◆ WHAT YOU WILL DO ◆
Copy out the lines below word for word, with no changes.

◆ DATA ◆
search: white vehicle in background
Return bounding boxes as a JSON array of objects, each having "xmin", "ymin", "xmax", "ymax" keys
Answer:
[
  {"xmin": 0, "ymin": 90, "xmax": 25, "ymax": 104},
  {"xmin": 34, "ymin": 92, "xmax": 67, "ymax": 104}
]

◆ COMPLETED EXERCISE ◆
search: white vehicle in background
Return bounding boxes as a JSON array of objects, each having "xmin", "ymin", "xmax", "ymax" keys
Answer:
[
  {"xmin": 0, "ymin": 90, "xmax": 25, "ymax": 104},
  {"xmin": 34, "ymin": 92, "xmax": 67, "ymax": 104}
]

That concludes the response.